EXERCISE DETAILS:
Go through the lines of the material and count the ones with the word "wooden". Give that count alone.

::::

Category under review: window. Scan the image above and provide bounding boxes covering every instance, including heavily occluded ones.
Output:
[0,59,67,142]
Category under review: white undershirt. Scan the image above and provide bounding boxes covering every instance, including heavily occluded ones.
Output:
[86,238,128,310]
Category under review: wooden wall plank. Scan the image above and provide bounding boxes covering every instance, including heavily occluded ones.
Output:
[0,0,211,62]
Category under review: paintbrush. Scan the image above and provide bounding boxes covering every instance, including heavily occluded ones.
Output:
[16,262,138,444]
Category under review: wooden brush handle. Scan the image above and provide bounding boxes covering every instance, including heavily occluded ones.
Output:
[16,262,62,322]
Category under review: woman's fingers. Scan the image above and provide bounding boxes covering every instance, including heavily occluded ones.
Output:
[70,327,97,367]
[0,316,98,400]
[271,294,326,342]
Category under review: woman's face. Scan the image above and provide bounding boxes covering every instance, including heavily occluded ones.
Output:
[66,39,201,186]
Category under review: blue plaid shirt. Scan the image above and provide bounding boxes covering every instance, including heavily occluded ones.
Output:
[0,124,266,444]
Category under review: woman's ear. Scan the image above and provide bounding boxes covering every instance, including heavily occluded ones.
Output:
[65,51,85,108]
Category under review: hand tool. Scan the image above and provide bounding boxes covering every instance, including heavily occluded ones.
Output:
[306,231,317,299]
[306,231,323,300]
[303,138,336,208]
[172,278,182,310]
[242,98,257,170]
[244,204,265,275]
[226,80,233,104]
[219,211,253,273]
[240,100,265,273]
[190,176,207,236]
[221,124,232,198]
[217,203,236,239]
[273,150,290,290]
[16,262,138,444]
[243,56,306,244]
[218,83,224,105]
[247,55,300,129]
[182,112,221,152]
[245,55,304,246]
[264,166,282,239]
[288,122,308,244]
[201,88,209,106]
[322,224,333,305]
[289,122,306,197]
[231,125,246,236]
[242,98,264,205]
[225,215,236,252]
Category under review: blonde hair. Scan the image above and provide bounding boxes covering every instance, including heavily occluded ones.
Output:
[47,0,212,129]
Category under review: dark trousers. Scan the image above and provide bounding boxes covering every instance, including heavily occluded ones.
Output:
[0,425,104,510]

::::

ANSWER SECTION:
2